* Extracted text *
§ §

Stafford said the bears would bounce on their front feet at times and make “huffing” sounds and blow air in her direction.
“They did that a few times, which was definitely the really big sign that this was not cool.”
Stafford said also one time while she was yelling at the most nosy bear, “it put its head down, like if a dog misbehaves and he knows it.”
Stafford said the bears weren’t “super-aggressive” and compared their actions to “dogs that wanted to play.
“For the most part, they just seemed really curious,” Stafford said. “Even when he charged me, like I said, it was like a dog that was like charging you to rough-house. It wasn’t like a growling, on its hind legs, claws out thing. It was more, like, just charging me.”
Still, the actions of the bears made Stafford uncomfortable and were “definitely way, way, way too close for comfort.”
Eventually Stafford pulled out a pocketknife and began holding it in her hand in case a bear got too close. Finally, near Stephens Pond, one that had been more curious than the others approached her.
“I heard it run up behind me,” she said. “When I turned around, it was right there.”
Startled by the bear, Stafford said she then took the knife and stabbed the bear “right in the side of the face,” causing it to bleed.
“It looked down and then looked back at the other two and then took off,” Stafford said. “And I pretty much took off from there. It seemed shocked.”
Stafford said the stabbing wasn’t a “lethal shot,” but was enough to “freak it out” and cause it to bleed.

§ §

* Stored data *
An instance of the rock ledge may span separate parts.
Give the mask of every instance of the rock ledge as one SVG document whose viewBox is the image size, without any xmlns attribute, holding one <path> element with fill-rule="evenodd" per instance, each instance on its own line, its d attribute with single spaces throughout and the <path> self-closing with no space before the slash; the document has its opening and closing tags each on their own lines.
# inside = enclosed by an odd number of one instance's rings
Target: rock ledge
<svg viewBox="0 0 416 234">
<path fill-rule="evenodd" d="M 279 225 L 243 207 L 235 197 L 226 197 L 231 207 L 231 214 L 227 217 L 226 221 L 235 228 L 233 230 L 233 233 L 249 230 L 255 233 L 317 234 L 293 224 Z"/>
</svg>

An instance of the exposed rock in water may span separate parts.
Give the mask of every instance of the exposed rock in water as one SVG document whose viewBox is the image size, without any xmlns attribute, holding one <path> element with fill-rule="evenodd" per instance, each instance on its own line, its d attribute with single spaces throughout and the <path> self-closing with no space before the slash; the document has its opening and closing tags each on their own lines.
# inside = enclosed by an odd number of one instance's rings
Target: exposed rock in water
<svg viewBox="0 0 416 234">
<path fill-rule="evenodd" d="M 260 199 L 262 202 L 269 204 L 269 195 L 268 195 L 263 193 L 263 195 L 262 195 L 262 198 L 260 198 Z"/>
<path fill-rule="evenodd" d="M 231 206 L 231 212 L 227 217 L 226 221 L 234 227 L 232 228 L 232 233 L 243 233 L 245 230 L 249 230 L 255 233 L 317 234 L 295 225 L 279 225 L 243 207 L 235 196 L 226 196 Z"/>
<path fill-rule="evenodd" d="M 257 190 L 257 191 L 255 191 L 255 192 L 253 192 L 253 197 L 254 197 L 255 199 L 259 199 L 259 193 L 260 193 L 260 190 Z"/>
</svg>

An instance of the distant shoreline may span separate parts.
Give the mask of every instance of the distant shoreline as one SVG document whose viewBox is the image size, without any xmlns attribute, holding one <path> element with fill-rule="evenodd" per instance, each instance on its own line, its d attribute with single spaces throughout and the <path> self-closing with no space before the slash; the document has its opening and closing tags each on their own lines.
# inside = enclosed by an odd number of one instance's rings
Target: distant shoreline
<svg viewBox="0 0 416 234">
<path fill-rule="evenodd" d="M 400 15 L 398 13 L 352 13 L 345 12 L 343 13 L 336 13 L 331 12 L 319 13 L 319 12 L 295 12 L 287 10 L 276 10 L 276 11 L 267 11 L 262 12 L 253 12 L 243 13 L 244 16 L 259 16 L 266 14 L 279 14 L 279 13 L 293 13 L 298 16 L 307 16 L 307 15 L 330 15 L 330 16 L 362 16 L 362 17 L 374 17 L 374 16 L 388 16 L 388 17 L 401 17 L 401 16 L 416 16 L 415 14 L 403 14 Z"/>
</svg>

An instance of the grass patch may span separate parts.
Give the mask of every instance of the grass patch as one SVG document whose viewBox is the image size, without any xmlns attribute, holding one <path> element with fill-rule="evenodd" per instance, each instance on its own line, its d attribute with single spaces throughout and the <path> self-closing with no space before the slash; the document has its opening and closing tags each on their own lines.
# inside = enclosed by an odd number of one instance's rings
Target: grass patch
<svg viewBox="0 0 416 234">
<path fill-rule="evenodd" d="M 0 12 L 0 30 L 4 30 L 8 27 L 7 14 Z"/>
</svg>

§ §

* Tasks to complete *
A - Please copy the passage about the bear encounter from "Eventually Stafford pulled" up to and including "others approached her.".
B - Translate this sentence from the bear encounter account into Spanish: "Eventually Stafford pulled out a pocketknife and began holding it in her hand in case a bear got too close."
C - Go on with the account of Stafford's encounter with the bears from its final sentence.

* Answer section *
A -
Eventually Stafford pulled out a pocketknife and began holding it in her hand in case a bear got too close. Finally, near Stephens Pond, one that had been more curious than the others approached her.

B - Finalmente, Stafford sacó una navaja de bolsillo y empezó a sostenerla en la mano por si algún oso se acercaba demasiado.

C -
After the stabbing, Stafford walked quickly for about 2.5 miles to the Lake Durant Campground in Blue Mountain Lake, where she told the caretaker about the incident. She also called a forest ranger. Then she went to sleep.
In the morning, Stafford was undeterred by the close call and started hiking again, hoping to complete the entire trail in six days.
About halfway through that day of hiking, she turned on her phone, thinking she should contact her family.
“I kind of wanted to tell my parents I stabbed a bear in the head,” Stafford said.
When she turned on the phone, she had a number of voice messages, including some from the Hamilton County Public Health Department and the state Department of Environmental Conservation’s dispatch center in Ray Brook. The callers wanted her to come out of the woods because she needed to get rabies shots, due to her exposure to the bear blood. Not wanting to take any chances, Stafford decided to end her trip and arranged to be picked up by a friend.
In addition to getting rabies shots after getting out of the woods, Stafford met with DEC wildlife biologists and environmental conservation officers on Friday, two days after the incident. They returned to the Northville-Placid Trail and determined that the bears had followed her for about a mile. They found scat and bear prints about 3.5 inches wide on the trail from the now-injured bear.
Because of the incident, DEC posted signs warning of the potential for bear encounters on the nearby trailheads and on its website. The advisory warns hikers to stay in groups, make noise and only go out during the day. Campers are told to secure food and other scented items.
The warning also tells people who encounter bears in the backcountry to stand their ground, make themselves appear large and fight back if necessary.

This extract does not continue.